Re: [PATCH v2 8/8] memcg: accounting for ldt_struct objects

Michal Hocko <mhocko@xxxxxxxx> · Mon, 15 Mar 2021 16:58:32 +0100

On Mon 15-03-21 08:48:26, Shakeel Butt wrote:
> On Mon, Mar 15, 2021 at 6:27 AM Borislav Petkov <bp@xxxxxxxxx> wrote:
> >
> > On Mon, Mar 15, 2021 at 03:24:01PM +0300, Vasily Averin wrote:
> > > Unprivileged user inside memcg-limited container can create
> > > non-accounted multi-page per-thread kernel objects for LDT
> >
> > I have hard time parsing this commit message.
> >
> > And I'm CCed only on patch 8 of what looks like a patchset.
> >
> > And that patchset is not on lkml so I can't find the rest to read about
> > it, perhaps linux-mm.

_Material for this task:_
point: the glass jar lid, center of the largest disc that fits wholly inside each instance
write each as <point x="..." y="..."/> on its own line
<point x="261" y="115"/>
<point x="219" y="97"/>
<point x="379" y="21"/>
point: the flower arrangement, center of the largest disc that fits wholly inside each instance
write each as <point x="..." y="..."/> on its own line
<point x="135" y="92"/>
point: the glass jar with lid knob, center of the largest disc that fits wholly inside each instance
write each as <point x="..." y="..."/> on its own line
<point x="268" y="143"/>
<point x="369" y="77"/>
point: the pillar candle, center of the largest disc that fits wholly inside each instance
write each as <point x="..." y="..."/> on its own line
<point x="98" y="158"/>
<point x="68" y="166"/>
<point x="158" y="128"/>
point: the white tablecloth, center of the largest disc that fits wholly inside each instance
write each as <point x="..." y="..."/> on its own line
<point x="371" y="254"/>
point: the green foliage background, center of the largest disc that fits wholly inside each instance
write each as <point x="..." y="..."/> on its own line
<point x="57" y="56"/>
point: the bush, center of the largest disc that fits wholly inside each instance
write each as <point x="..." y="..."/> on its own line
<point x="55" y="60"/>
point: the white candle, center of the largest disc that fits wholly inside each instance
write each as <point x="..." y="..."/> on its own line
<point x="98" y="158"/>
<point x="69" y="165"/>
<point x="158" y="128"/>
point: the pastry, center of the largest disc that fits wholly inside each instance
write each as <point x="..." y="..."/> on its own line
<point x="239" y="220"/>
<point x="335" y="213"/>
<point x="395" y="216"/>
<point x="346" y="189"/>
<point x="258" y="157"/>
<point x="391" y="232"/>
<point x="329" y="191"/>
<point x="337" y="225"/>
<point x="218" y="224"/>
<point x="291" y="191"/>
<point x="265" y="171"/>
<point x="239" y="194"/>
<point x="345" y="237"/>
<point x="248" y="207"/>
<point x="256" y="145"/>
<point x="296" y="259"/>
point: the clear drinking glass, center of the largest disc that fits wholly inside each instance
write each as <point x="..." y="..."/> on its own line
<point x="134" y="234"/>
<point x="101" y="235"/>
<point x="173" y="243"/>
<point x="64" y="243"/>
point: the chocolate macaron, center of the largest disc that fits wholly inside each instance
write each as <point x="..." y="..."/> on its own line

_Problems:_
• a. Return the full mailing-list reply about ldt_struct accounting without changing anything.
• b. Please report each line in the records that contains the word "candle".

_Full answers:_
• a.
Re: [PATCH v2 8/8] memcg: accounting for ldt_struct objects

Michal Hocko <mhocko@xxxxxxxx> · Mon, 15 Mar 2021 16:58:32 +0100

On Mon 15-03-21 08:48:26, Shakeel Butt wrote:
> On Mon, Mar 15, 2021 at 6:27 AM Borislav Petkov <bp@xxxxxxxxx> wrote:
> >
> > On Mon, Mar 15, 2021 at 03:24:01PM +0300, Vasily Averin wrote:
> > > Unprivileged user inside memcg-limited container can create
> > > non-accounted multi-page per-thread kernel objects for LDT
> >
> > I have hard time parsing this commit message.
> >
> > And I'm CCed only on patch 8 of what looks like a patchset.
> >
> > And that patchset is not on lkml so I can't find the rest to read about
> > it, perhaps linux-mm.

• b.
point: the pillar candle, center of the largest disc that fits wholly inside each instance
point: the white candle, center of the largest disc that fits wholly inside each instance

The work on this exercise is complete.